Supplied text: Begin

South Africa identifies new COVID-19 variant — 8 notes

Researchers have identified a new COVID-19 variant called C.1.2. in South Africa that appears to have similar mutations as other variants of concern, according to research published Aug. 26 in preprint server medRxiv

Seven more notes:

1. Scientists first identified C.1.2. in May in the South African provinces of Mpumalanga and Gauteng. 

2. The strain accounted for 0.2 percent of genomes sequenced in South Africa, rising to 2 percent by July. 

3. C.1.2. contains mutations that have been seen in other variants of concern, including alpha, beta and gamma, that "are associated with increased transmissibility and reduced neutralization sensitivity," the report said.

4. As of Aug. 13, the variant has been detected in six of South Africa's nine provinces, as well as the Democratic Republic of Congo, Mauritius, New Zealand, Portugal and Switzerland.

Supplied text: End

__What to do__.
a) For each statement below, say whether it agrees with the article on the South African COVID-19 variant. Answer yes or no and quote the deciding words of the article. (i) Scientists first identified C.1.2. in May in the provinces of Mpumalanga and Gauteng. (ii) The research on C.1.2. appeared in a peer-reviewed journal. (iii) As of Aug. 13, the variant had been detected in all nine of South Africa's provinces.
b) According to the article on the South African COVID-19 variant, what share of genomes sequenced in South Africa did the strain account for by July?
c) Continue the article on the South African COVID-19 variant from where it stops.

Dataset records: Begin

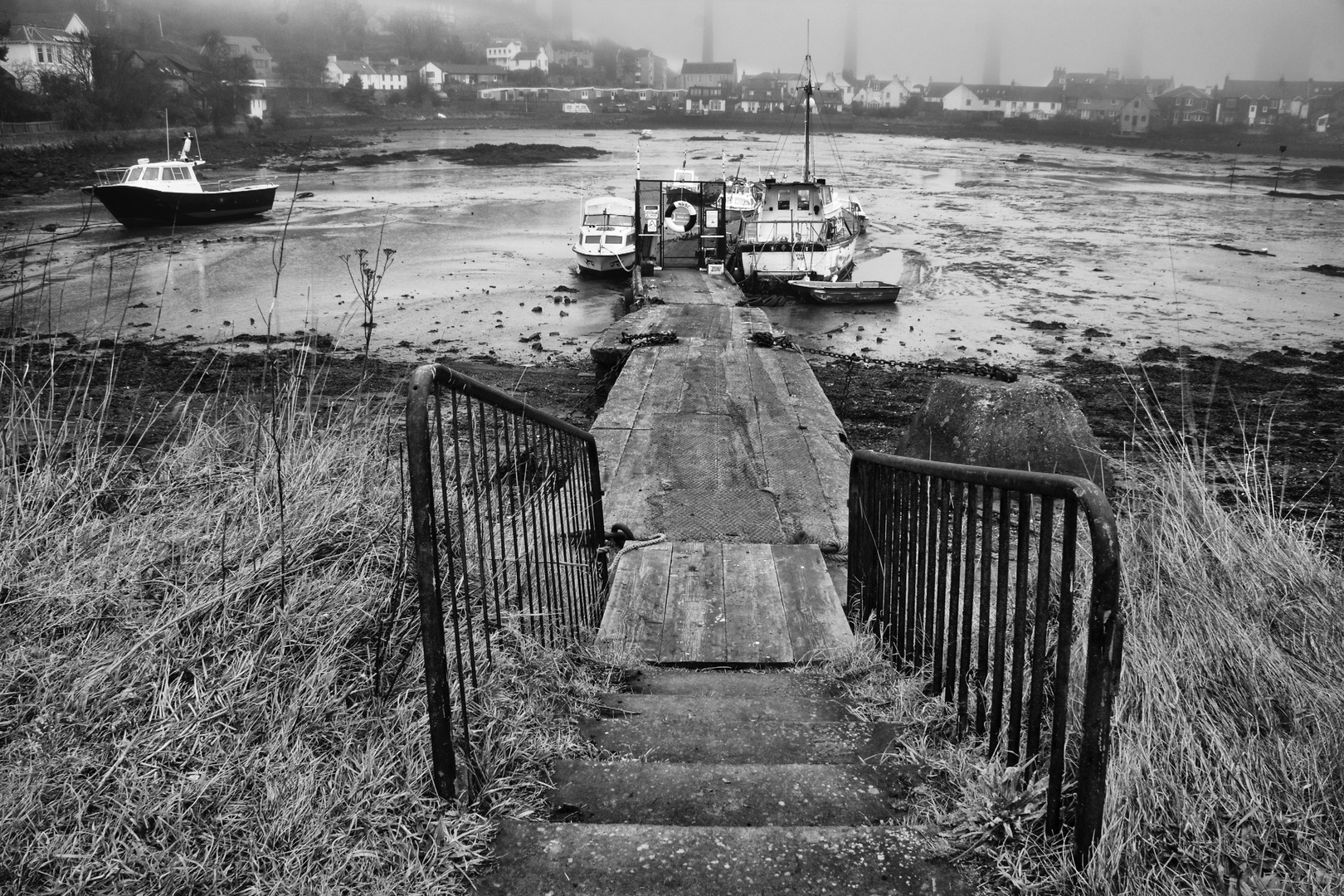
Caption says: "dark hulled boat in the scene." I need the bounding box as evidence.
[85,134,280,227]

Dataset records: End
Dataset records: Begin

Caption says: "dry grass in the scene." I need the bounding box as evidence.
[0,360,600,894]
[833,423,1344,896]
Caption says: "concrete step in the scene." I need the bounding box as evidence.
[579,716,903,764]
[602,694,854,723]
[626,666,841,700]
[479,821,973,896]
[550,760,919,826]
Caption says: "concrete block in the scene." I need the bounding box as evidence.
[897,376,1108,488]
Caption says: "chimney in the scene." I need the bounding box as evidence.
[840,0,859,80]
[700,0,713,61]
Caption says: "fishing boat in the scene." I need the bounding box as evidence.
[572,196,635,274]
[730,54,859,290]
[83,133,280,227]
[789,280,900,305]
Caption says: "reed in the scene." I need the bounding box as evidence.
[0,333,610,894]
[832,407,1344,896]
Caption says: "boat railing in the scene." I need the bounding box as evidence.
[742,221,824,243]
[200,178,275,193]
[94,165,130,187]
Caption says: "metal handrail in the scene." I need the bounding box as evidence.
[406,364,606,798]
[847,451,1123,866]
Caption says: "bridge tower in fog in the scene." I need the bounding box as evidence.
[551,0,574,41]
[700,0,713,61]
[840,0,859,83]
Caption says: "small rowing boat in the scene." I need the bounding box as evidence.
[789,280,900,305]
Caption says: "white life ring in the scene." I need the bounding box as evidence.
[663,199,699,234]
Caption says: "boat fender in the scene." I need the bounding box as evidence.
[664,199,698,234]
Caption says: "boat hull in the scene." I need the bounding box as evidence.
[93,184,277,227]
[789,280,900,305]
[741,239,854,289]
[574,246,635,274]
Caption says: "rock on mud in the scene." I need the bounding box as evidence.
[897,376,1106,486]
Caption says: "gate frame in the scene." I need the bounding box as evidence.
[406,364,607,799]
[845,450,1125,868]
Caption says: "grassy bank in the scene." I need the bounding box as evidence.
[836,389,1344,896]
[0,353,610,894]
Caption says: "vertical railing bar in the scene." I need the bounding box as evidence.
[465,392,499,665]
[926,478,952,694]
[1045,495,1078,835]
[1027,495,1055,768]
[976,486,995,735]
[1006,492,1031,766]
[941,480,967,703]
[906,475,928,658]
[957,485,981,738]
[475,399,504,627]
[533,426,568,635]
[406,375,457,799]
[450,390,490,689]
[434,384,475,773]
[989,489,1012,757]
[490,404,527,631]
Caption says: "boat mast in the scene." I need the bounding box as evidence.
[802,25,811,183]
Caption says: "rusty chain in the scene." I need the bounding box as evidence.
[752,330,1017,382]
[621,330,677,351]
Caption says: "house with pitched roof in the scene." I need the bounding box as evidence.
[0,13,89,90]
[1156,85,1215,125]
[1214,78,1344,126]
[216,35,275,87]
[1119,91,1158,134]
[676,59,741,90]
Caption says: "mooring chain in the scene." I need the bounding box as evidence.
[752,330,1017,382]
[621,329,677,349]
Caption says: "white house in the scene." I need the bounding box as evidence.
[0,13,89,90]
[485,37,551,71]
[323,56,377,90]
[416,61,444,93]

Dataset records: End

__Outputs for the tasks__.
a)
(i) Yes: "Scientists first identified C.1.2. in May in the South African provinces of Mpumalanga and Gauteng."
(ii) No: "according to research published Aug. 26 in preprint server medRxiv"
(iii) No: "the variant has been detected in six of South Africa's nine provinces"

b) 2 percent.

c)
5. C.1.2. is a sublineage of C.1. — the dominant strain during South Africa's first COVID-19 surge in mid-2020. 

6. "It has only been detected in around 100 genomes, a very low number," Dr. Tulio de Oliveira, director of Krisp, said during an Aug. 31 conference, Bloomberg reported. "It's still a very small percentage, but again we're really keeping a good eye on that. It has all of the signatures of immune escape."

7. The strain does not yet have a Greek alphabet designation because the World Health Organization has not deemed it a variant of concern or interest.